**Exercise:** All of the records must be repeated exactly as they read.

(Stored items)
⁂
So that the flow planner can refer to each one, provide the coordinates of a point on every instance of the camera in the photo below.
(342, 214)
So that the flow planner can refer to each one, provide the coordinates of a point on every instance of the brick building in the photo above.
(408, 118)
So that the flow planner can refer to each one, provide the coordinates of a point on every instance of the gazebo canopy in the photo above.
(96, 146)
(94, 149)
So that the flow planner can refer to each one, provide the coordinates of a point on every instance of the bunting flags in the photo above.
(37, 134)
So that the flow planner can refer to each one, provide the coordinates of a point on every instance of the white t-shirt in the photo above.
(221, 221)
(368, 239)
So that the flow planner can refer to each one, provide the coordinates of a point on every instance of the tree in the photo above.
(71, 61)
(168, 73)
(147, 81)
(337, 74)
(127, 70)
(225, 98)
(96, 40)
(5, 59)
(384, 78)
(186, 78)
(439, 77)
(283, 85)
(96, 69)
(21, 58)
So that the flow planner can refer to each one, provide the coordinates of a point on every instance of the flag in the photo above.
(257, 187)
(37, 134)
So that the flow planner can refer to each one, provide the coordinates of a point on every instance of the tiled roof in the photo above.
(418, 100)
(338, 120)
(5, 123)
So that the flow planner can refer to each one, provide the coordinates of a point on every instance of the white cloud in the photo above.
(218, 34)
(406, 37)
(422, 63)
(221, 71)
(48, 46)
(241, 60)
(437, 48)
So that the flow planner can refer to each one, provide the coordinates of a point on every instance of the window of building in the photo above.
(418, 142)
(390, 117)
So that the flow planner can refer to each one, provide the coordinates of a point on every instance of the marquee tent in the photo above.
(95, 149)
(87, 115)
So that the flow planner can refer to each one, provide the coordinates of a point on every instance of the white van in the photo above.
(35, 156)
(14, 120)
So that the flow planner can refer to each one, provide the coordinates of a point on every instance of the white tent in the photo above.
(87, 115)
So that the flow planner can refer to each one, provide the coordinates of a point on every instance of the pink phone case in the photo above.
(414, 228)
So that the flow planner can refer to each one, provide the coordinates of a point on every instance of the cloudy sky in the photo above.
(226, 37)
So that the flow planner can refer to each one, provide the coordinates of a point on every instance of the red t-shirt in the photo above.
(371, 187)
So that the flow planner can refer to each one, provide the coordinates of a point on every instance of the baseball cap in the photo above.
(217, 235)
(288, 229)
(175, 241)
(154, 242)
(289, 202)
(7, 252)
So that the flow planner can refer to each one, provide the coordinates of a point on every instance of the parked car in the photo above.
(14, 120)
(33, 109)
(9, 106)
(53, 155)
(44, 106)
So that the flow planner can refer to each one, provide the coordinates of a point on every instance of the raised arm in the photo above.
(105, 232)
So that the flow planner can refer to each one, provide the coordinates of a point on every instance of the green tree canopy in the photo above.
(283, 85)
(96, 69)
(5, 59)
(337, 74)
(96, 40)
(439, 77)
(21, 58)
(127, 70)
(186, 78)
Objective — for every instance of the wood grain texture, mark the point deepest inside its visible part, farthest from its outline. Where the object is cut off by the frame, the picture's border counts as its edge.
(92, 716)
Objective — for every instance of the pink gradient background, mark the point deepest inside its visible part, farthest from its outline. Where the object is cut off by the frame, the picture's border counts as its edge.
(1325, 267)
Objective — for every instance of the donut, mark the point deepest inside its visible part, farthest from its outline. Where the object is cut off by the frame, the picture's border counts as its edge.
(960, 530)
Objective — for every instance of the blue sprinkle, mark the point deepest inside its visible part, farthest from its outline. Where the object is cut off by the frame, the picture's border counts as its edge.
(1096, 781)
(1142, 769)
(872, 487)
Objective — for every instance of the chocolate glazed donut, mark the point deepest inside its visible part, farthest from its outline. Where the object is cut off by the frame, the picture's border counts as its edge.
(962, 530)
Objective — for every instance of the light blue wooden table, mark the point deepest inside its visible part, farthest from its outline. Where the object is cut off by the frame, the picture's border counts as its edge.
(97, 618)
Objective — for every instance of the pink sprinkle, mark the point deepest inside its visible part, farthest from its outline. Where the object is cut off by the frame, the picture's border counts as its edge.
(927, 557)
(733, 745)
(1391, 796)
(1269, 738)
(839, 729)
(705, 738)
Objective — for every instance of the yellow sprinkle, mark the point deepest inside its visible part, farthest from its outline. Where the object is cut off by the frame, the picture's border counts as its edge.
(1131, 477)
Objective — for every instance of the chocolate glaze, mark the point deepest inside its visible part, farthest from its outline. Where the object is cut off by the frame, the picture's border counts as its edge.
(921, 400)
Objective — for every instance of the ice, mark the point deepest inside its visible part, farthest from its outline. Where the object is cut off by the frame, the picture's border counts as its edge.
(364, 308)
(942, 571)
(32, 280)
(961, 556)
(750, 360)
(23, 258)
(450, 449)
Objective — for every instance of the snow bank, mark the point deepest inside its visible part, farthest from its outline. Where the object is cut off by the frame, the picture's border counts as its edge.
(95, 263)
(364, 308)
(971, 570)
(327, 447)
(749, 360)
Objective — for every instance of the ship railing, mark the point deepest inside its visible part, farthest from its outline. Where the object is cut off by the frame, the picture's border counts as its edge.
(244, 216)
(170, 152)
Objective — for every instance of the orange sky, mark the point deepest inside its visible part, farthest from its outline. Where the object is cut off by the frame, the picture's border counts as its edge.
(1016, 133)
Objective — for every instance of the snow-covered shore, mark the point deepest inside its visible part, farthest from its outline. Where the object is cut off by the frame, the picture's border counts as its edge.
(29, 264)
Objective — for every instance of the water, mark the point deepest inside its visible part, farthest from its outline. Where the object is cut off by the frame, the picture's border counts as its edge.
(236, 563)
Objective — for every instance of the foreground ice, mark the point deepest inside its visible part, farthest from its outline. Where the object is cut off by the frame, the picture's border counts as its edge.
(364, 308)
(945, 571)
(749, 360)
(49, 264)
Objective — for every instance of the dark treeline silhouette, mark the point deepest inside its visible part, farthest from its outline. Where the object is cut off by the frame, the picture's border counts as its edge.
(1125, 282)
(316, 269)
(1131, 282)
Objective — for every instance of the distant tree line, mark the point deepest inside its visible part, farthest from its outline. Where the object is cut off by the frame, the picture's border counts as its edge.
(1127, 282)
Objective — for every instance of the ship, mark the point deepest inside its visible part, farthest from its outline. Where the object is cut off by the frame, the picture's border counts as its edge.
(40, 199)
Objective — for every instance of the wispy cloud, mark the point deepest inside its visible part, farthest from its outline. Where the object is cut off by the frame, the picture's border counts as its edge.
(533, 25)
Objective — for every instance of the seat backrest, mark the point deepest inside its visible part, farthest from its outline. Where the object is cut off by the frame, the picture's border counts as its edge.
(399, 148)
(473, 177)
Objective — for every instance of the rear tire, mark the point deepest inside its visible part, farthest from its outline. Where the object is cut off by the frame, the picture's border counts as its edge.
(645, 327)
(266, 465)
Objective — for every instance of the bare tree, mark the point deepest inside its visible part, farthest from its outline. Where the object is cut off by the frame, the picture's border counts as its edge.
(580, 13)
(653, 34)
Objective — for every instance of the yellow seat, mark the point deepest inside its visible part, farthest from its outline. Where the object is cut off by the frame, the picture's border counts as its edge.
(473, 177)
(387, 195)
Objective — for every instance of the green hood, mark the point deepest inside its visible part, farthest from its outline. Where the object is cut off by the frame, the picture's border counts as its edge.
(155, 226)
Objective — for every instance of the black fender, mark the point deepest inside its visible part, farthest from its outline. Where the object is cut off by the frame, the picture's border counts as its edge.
⁂
**Solution to this problem:**
So that the flow planner can refer to each one, provide the coordinates of a point on every instance of the camera in the photo below.
(342, 214)
So that the flow planner can refer to each one, provide the coordinates of a point on every instance of the brick building in the photo above.
(408, 118)
So that the flow planner can refer to each one, provide the coordinates of a point on every instance of the gazebo canopy in the photo above.
(96, 146)
(94, 149)
So that the flow planner can refer to each one, provide the coordinates of a point on every instance of the bunting flags in the photo above.
(37, 134)
So that the flow planner can refer to each one, provide the coordinates of a point on every instance of the white t-shirt in the photo above.
(221, 221)
(368, 239)
So that the flow planner can refer to each one, provide the coordinates of a point on every instance of the tree in the photo above.
(71, 61)
(168, 73)
(147, 81)
(337, 74)
(127, 70)
(225, 98)
(96, 40)
(5, 59)
(384, 78)
(186, 78)
(439, 77)
(283, 85)
(96, 69)
(21, 58)
So that the flow planner can refer to each one, provide the coordinates of a point on every instance of the flag in the photo above.
(257, 187)
(37, 134)
So that the flow planner can refer to each one, provide the coordinates of a point on every instance of the tiled roof in the photo above.
(418, 100)
(338, 120)
(5, 123)
So that the flow planner can refer to each one, provide the coordinates of a point on every instance of the white cloud in the photo above.
(218, 34)
(406, 37)
(422, 63)
(221, 71)
(48, 46)
(241, 60)
(437, 48)
So that the flow planner can refer to each one, provide the coordinates of a point on every instance of the window of building in the photo above.
(418, 142)
(390, 117)
So that the flow planner can refer to each one, provide the coordinates of a point on every instance of the marquee tent in the photo above.
(95, 149)
(87, 115)
So that the flow planner can refer to each one, provide the coordinates of a point on every instance of the white van in the photo above.
(35, 156)
(14, 120)
So that the flow planner can refer to each one, provide the coordinates of a point on every instance of the white tent in the photo above.
(87, 115)
So that the flow planner can refer to each one, provide the coordinates of a point on every instance of the pink phone case in the photo above.
(414, 228)
So that the flow planner can refer to each one, provide the coordinates of a point on every instance of the cloudy sky in the photo above.
(226, 37)
So that the flow planner can refer to each one, provide the coordinates of a point on every instance of the red t-shirt in the photo above.
(371, 187)
So that the flow planner can refer to each one, provide the coordinates of a point on every instance of the baseball cap in the photo above.
(217, 235)
(288, 229)
(175, 241)
(154, 242)
(289, 202)
(7, 252)
So that the flow planner can refer to each one, provide the coordinates of a point on every instance of the parked car in the photo above.
(14, 120)
(33, 109)
(9, 106)
(53, 155)
(44, 106)
So that the flow planner can refer to each one, provide the coordinates of a point on every instance of the raised arm in the photo above.
(105, 232)
So that the flow planner can refer to each one, provide the coordinates of a point on every instance of the green tree canopy in the photo above.
(283, 85)
(96, 69)
(5, 59)
(337, 74)
(96, 40)
(439, 77)
(21, 58)
(127, 70)
(186, 78)
Objective — for every instance of the wood grain texture, mark the point deepest inside its visible part, farthest from its outline. Where the object is cut off by the frame, the picture's border counts as its edge.
(92, 716)
Objective — for every instance of the pink gradient background, mark the point deepest inside its visible part, farthest from its outline. Where the object is cut off by the frame, the picture's border counts as its edge.
(1325, 267)
Objective — for every instance of the donut, mark the point deepest inside its visible part, farthest from its outline. Where the object is cut off by the frame, the picture's border counts as its edge.
(960, 530)
Objective — for every instance of the blue sprinkle, mark the point deepest inside its visible part, farthest from its outline. Where the object is cut off by the frame, the picture's border counts as its edge.
(1096, 781)
(1142, 769)
(872, 487)
Objective — for every instance of the chocolate glazed donut, mark the point deepest inside its visible part, farthest from its outline. Where the object is cut off by the frame, the picture's border counts as its edge.
(962, 530)
Objective — for every instance of the light blue wooden table, mark the point deepest inside its visible part, farthest from its outline. Where the object is cut off by the frame, the picture's border counts as its edge.
(97, 618)
Objective — for every instance of the pink sprinkle, mark the point deepest inside its visible part, farthest from its outline. Where the object is cut off by the frame, the picture's border counts as its edge.
(927, 557)
(733, 745)
(1391, 796)
(1269, 738)
(839, 729)
(705, 738)
Objective — for every instance of the yellow sprinkle, mark the point deepest inside its visible part, farthest from its outline. Where the object is cut off by the frame, the picture's border counts as its edge.
(1131, 477)
Objective — for every instance of the chocolate glaze, mark the point deepest inside its visible part, farthest from its outline. Where the object is cut off by the frame, the picture's border counts as its edge.
(921, 400)
Objective — for every instance of the ice, mark the point deepest inside its visible part, farthest from its outline. Where the object is cut off by the frame, the picture's border counts as its edge.
(364, 308)
(942, 571)
(32, 280)
(961, 556)
(750, 360)
(23, 258)
(450, 449)
Objective — for every instance of the snow bank, mark the point deepest inside its visible part, farthest from its outline. Where the object is cut off by the frame, the picture's border counts as its edge.
(95, 263)
(364, 308)
(971, 570)
(327, 447)
(749, 360)
Objective — for every instance of the ship railing, mark the point deepest inside its visible part, farthest from its outline. Where the object is cut off by the frame, the picture's border counts as its edge.
(244, 216)
(170, 152)
Objective — for every instance of the orange sky, mark the point deepest inside its visible part, farthest from its outline. Where the object is cut off by the frame, the picture's border counts as its edge.
(1016, 133)
Objective — for every instance of the snow-covered shore, mark the point deepest inside its visible part, farthest from its outline. Where the object is cut off by the frame, the picture's border counts as its edge.
(29, 264)
Objective — for every instance of the water, mark the point deepest inside its visible part, farthest from its outline. Where the object is cut off by the frame, the picture's border counts as its edge.
(236, 563)
Objective — for every instance of the foreground ice, mark the point deepest inside its visible part, farthest from its outline. Where the object is cut off by the frame, the picture's border counts as its edge.
(364, 308)
(945, 571)
(749, 360)
(49, 264)
Objective — for every instance of the dark treeline silhouette, mark the point deepest inside its visible part, farthest from its outline. Where the object is cut off by the frame, the picture's border counts as its edge.
(1125, 282)
(316, 269)
(1131, 282)
Objective — for every instance of the distant tree line, mark the point deepest inside its visible part, farthest from its outline. Where the object is cut off by the frame, the picture's border counts as its edge.
(1127, 282)
Objective — for every instance of the ship, mark the point deepest inside its visible part, farthest from its outline. Where the object is cut off by the frame, the picture's border counts as its edge.
(40, 199)
Objective — for every instance of the wispy cloud, mark the point deepest inside its visible part, farthest from its outline. Where the object is cut off by the frame, the picture's border counts as its edge.
(533, 25)
Objective — for every instance of the seat backrest, mark the point deepest inside its visible part, farthest from its outline. Where the object is cut off by the frame, the picture's border counts as its edge.
(399, 148)
(473, 177)
Objective — for every instance of the rear tire, mark the point deepest inside its visible part, farthest from its outline. Where the object is cut off by the frame, the picture's border counts as its edge.
(645, 327)
(266, 465)
Objective — for every instance of the bare tree, mark the point deepest inside its visible part, farthest from its outline. Where the object is cut off by the frame, the picture's border counts as its edge.
(580, 13)
(653, 34)
Objective — for every instance of the yellow seat, mark the point deepest inside its visible part, farthest from its outline. Where the object is cut off by the frame, the picture's border counts as its edge.
(473, 177)
(387, 195)
Objective — for every instance of the green hood, mark the point deepest inside its visible part, farthest from its outline. Where the object is cut off by the frame, the picture's border counts as its edge.
(155, 226)
Objective — for every instance of the black fender, mark the point deepest inside its visible part, farthest from its outline. Where the object is cut off by the frame, the picture's border counts as its edge.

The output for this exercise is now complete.